◆ **Records from a data source**:
★ ★ ★

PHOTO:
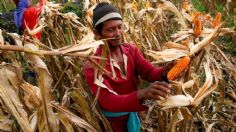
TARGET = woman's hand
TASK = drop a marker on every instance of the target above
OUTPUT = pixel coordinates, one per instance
(154, 91)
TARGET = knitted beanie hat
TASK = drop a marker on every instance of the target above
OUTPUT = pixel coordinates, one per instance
(103, 12)
(16, 2)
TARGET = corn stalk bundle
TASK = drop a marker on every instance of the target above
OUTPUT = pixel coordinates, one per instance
(68, 41)
(200, 100)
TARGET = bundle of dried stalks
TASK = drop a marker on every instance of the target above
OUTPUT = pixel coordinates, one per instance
(201, 99)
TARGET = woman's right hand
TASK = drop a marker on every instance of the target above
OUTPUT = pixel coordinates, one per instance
(155, 90)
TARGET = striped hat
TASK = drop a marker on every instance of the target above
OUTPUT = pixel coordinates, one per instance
(103, 12)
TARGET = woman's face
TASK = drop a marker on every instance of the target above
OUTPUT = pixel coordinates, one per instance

★ ★ ★

◆ **Requirements**: Reproduce every line of the records above word for word, leaving the pictures out.

◆ **Finished answer**:
PHOTO:
TARGET = woman's hand
TASK = drop a marker on every instance of the target above
OUTPUT = pixel coordinates, one per instance
(154, 91)
TARGET = knitted beanie hat
TASK = drop a marker on every instance of the target above
OUTPUT = pixel coordinates, one per instance
(103, 12)
(16, 2)
TARGET = corn stalk bundle
TASK = drop a marker on every instance of the target above
OUTPUT = pixel coordinates, one per instance
(68, 41)
(200, 100)
TARGET = bundle of dried stalks
TASK = drop a marker on every instance of the target above
OUTPUT = pixel coordinates, one per instance
(201, 99)
TARGET = woman's right hand
TASK = drop a marker on every instance of the target above
OUTPUT = pixel coordinates, one per instance
(155, 90)
TARGET = striped hat
TASK = drop a marker on every instance of the target above
OUTPUT = pixel coordinates, one per instance
(103, 12)
TARGET = woman's face
TASK = drop a marker on every instance of the target above
OUTPUT = pixel coordinates, one per instance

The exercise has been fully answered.